### DER TEXT
:::

Selbst beim Terror sehen sich die Rechten benachteiligt

Das scheint aber nun doch irgendwie alles zu friedlich zu sein, weswegen gerade mit "Islamischer Terror vs. Einsame Wölfe - 10 Thesen" ein Lob für Attentäter, angeregt durch Christchurch, nachgeliefert wurde. Selbst wenn es um Terrorismus geht, sind nämlich die Rechten mit ihrem "Weißen Terror" gegenüber dem islamistischen Terrorismus benachteiligt. Der islamistische Terrorismus habe nämlich einen "Propagandabonus", der rechte Terror einen "Propagandamalus". Selbst in Gefängnissen gehe es den Islamisten besser als den rechten Terroristen, die dort um ihr Leben fürchten müssten.

Die Islamisten sind jedenfalls die Böseren, sie sind nämlich aktiv auf die Unterwerfung und Vernichtung aus, die "einsamen Wölfe" der Rechten, die nur auf dem "Gebiet weißer Staaten" zuschlagen, seien hingegen lediglich "eine Reaktion auf den stattfinden Prozess der (islamisch dominierten) Umvolkung und dementsprechend reaktiv". Zudem sei der Terror rechten Einzelgänger zwar "brutal, aber rational". Und zum Schluss wird unverhohlen der rechte Terrorismus legitimiert und damit unterstützt, Moral gibt es nicht

"Attentate einsamer Wölfe werden in dem Maße steigen, wie der große Austausch voranschreitet. Die Auflösung stabiler und ethnisch weitgehend homogener Nationalstaaten in multi-ethnische Siedlungsgebiete , die in steigendem Maße von überstaatlichen Gebilden wie der EU regiert werden, ist ein historisch einzigartiges Experiment (Yascha Mounk) mit blutigen Begleiterscheinungen und ungewissem Ausgang. An islamischen Terror mussten wir uns gewöhnen, an weißen Gegenterror müssen wir es auch. Die Frage nach der Moral ist dabei für die Analyse nachrangig. Der Terrorist ist in der Politik, was der Partisan im Krieg ist - auch Terror ist die Fortsetzung der Politik mit anderen Mitteln. Die moralische Frage nach dem 'wie weit bist Du bereit zu gehen' kann nur persönlich beantwortet werden."

:::

### VORLIEGENDES MATERIAL
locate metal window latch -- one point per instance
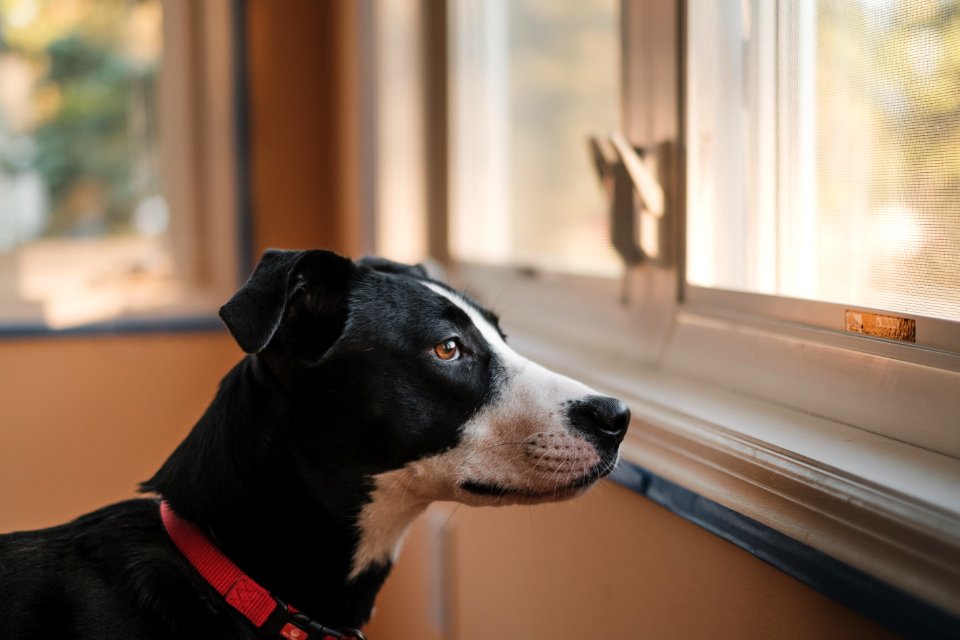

:::

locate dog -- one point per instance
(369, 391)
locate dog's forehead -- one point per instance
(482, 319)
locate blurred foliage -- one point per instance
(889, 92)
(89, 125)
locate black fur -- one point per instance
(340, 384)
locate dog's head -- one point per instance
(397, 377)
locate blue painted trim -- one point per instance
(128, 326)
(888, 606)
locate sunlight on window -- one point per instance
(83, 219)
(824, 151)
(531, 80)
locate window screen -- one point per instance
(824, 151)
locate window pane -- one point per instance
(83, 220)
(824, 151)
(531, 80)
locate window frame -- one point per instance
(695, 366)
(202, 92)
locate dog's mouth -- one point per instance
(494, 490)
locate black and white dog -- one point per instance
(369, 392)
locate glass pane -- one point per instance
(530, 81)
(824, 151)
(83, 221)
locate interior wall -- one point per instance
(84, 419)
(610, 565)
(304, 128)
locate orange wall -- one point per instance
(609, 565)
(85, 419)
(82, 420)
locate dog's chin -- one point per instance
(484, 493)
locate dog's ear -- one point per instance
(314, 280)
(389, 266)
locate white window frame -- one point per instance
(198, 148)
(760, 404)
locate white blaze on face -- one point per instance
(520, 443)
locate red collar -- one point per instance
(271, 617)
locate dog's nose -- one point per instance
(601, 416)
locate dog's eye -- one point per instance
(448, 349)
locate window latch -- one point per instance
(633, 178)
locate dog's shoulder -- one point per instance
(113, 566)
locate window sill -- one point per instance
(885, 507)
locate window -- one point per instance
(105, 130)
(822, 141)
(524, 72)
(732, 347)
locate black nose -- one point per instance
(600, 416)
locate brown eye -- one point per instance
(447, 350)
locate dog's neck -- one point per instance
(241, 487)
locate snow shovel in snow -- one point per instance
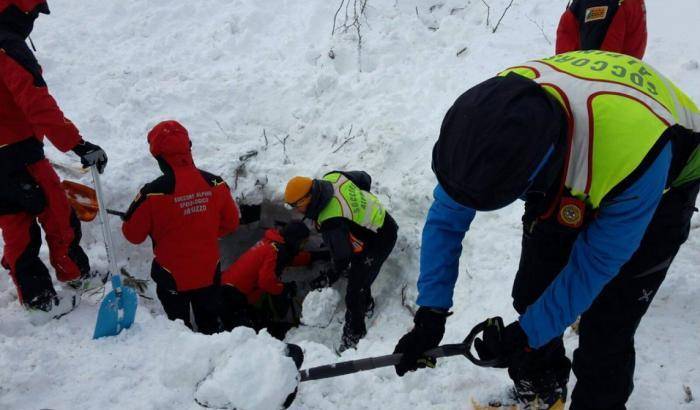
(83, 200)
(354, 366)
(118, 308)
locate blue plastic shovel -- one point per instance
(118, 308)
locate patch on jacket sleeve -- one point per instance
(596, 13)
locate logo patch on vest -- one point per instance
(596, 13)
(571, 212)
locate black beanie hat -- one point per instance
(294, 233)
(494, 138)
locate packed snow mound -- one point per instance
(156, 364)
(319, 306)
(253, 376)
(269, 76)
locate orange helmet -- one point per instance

:::

### DIE AUFGABEN
A – Fasse den Text über rechten Terror in zwei Sätzen zusammen.
B – Erkläre in zwei Sätzen, warum nach dem im Text beschriebenen Beitrag die Islamisten „die Böseren“ sein sollen.

### DIE ERGEBNISSE
A – Der Text berichtet von einem Beitrag mit dem Titel „Islamischer Terror vs. Einsame Wölfe - 10 Thesen“, laut dem rechte Terroristen gegenüber islamistischen benachteiligt seien, etwa durch einen „Propagandamalus“ und eine schlechtere Lage im Gefängnis. Dieser Beitrag stellt rechten Terror als „brutal, aber rational“ und als bloße Reaktion auf eine angebliche „Umvolkung“ dar und rechtfertigt ihn am Ende offen, wobei die Frage nach der Moral als nachrangig gilt.

B – Dem Beitrag zufolge sind die Islamisten die Böseren, weil sie aktiv auf Unterwerfung und Vernichtung aus seien. Die „einsamen Wölfe“ der Rechten schlügen dagegen nur auf dem „Gebiet weißer Staaten“ zu und seien lediglich eine Reaktion auf eine angebliche Umvolkung, also reaktiv.